WORK INSTRUCTIONS → Tally the lines in the entries below that contain the word "pixel". Reply with the number alone.

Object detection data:
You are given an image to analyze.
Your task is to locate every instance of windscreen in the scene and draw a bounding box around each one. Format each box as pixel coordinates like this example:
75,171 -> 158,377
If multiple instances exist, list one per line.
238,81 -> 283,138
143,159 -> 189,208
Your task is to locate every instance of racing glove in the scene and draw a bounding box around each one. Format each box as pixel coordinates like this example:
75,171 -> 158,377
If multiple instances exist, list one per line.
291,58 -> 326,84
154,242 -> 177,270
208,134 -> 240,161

COMPLETE ANSWER → 2